Однако, вот незадача, именно в этот момент начинается польское восстание, подогреваемое Англией и Францией, эти державы угрожают России войной, правительство вынуждено идти на огромные расходы, чтобы подавить восстание и должно готовиться к кажущейся неминуемой новой войне за Польшу. Всё это чудовищно дестабилизирует российские финансы – все попытки правительства поддержать курс ведут лишь к чудовищному дефициту и окончательному валютному краху 5 ноября 1863 г.

**Вопросы:**
a) Ответьте на вопросы по фрагменту:
(i) Какие державы подогревали польское восстание?
(ii) К какой войне должно было готовиться правительство?
(iii) Какого числа произошёл окончательный валютный крах?
b) Обновите фрагмент от «Однако, вот незадача, именно» до «ноября 1863 г.», заменив «Англией и Францией» на «Францией и Англией».

Сохранённые записи данных:
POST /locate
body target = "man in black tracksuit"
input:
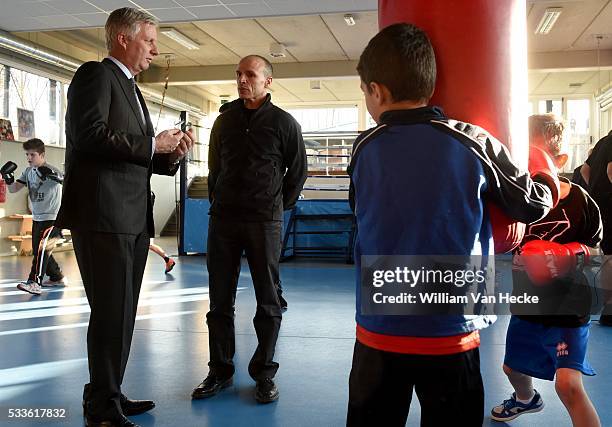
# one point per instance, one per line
(257, 167)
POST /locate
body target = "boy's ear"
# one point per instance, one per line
(379, 92)
(561, 160)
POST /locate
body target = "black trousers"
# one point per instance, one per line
(449, 388)
(226, 242)
(111, 266)
(43, 261)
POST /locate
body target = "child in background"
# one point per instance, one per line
(548, 345)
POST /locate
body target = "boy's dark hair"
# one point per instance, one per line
(400, 57)
(34, 144)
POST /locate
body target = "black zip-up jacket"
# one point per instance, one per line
(510, 188)
(256, 161)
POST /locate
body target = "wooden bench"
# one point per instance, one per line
(25, 235)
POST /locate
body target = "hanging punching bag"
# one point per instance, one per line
(481, 61)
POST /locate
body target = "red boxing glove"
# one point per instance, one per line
(546, 261)
(542, 169)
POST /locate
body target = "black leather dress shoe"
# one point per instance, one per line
(210, 386)
(118, 421)
(266, 391)
(129, 407)
(135, 407)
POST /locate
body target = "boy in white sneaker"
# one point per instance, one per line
(44, 183)
(552, 344)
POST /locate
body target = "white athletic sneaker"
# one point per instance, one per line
(29, 286)
(55, 283)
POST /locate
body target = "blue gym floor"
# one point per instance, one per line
(43, 361)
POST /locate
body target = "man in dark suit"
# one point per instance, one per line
(111, 152)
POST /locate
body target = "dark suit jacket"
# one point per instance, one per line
(108, 155)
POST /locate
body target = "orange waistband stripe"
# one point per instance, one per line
(419, 345)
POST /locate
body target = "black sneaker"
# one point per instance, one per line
(210, 386)
(266, 391)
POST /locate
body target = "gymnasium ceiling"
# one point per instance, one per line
(575, 58)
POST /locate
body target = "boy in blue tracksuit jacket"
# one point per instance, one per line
(435, 206)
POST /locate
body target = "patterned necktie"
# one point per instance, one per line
(137, 100)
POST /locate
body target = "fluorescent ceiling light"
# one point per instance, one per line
(180, 38)
(277, 50)
(551, 14)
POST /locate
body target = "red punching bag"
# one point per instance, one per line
(481, 61)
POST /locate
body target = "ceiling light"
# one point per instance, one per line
(551, 14)
(349, 19)
(180, 38)
(277, 50)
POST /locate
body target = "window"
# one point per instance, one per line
(326, 119)
(41, 96)
(554, 106)
(578, 132)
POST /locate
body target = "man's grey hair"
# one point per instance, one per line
(126, 20)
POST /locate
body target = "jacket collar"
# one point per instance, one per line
(126, 86)
(412, 116)
(237, 103)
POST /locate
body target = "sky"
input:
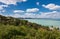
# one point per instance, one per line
(30, 8)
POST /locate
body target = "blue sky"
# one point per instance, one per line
(30, 8)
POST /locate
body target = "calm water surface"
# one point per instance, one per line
(55, 23)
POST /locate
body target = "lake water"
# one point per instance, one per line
(46, 22)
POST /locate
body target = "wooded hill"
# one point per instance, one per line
(14, 28)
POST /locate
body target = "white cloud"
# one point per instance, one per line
(32, 10)
(1, 6)
(52, 6)
(54, 14)
(37, 3)
(12, 1)
(18, 11)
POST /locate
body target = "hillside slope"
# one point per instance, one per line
(13, 28)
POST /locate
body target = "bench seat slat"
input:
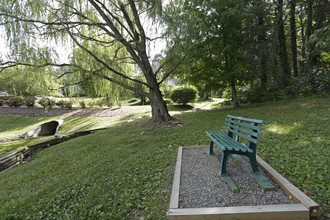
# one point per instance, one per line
(216, 141)
(250, 132)
(254, 127)
(226, 143)
(242, 135)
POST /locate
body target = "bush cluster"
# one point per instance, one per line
(184, 95)
(46, 102)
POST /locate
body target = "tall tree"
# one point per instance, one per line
(93, 23)
(293, 37)
(283, 53)
(213, 40)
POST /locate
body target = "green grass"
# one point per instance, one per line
(126, 172)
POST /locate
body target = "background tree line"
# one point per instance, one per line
(260, 49)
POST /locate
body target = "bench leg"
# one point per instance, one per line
(211, 152)
(224, 160)
(253, 162)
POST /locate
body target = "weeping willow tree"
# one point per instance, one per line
(25, 81)
(117, 26)
(95, 85)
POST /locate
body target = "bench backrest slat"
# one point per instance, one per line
(245, 128)
(251, 139)
(241, 129)
(244, 124)
(256, 121)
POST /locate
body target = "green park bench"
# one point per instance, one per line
(238, 128)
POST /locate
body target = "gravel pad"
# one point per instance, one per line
(201, 186)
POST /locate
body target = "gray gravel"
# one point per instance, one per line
(201, 186)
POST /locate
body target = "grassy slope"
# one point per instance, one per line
(127, 171)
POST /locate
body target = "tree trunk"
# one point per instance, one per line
(262, 43)
(285, 78)
(293, 38)
(158, 106)
(303, 42)
(234, 93)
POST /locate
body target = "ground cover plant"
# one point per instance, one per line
(126, 172)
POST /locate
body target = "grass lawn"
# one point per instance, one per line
(126, 172)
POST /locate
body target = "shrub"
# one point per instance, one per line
(82, 104)
(68, 104)
(91, 104)
(30, 101)
(46, 102)
(60, 103)
(183, 95)
(15, 101)
(100, 103)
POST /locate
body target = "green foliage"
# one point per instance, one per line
(60, 103)
(46, 102)
(100, 102)
(82, 104)
(15, 101)
(30, 101)
(28, 81)
(183, 95)
(256, 95)
(68, 104)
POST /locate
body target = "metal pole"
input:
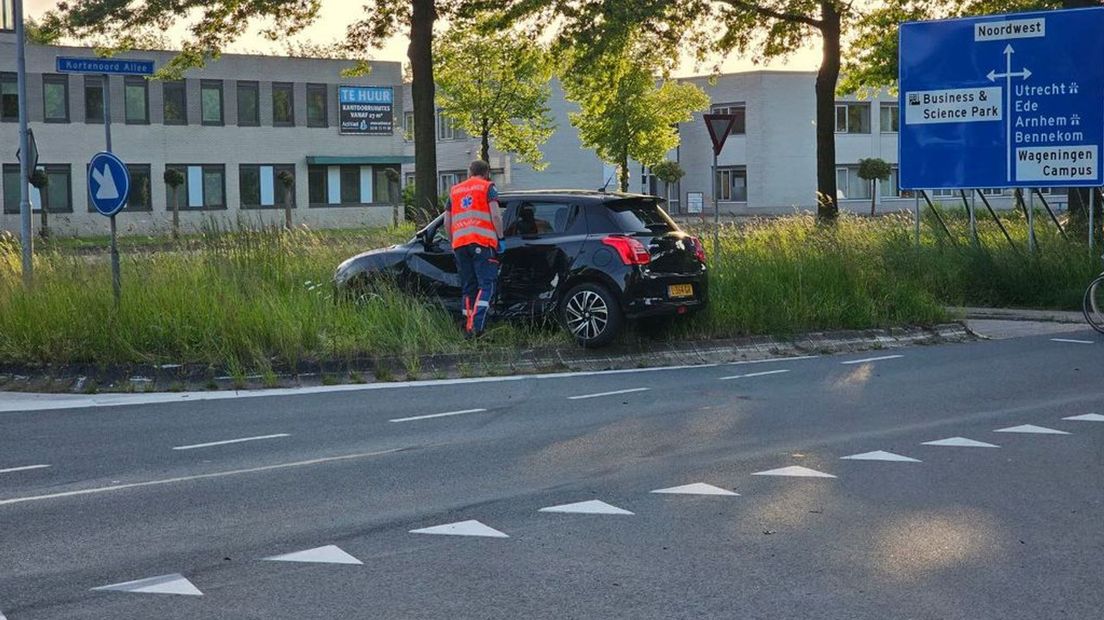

**Ответы к заданиям:**
a)
(i) Англия и Франция.
(ii) К кажущейся неминуемой новой войне за Польшу.
(iii) 5 ноября 1863 г.

b)
Однако, вот незадача, именно в этот момент начинается польское восстание, подогреваемое Францией и Англией, эти державы угрожают России войной, правительство вынуждено идти на огромные расходы, чтобы подавить восстание и должно готовиться к кажущейся неминуемой новой войне за Польшу. Всё это чудовищно дестабилизирует российские финансы – все попытки правительства поддержать курс ведут лишь к чудовищному дефициту и окончательному валютному краху 5 ноября 1863 г.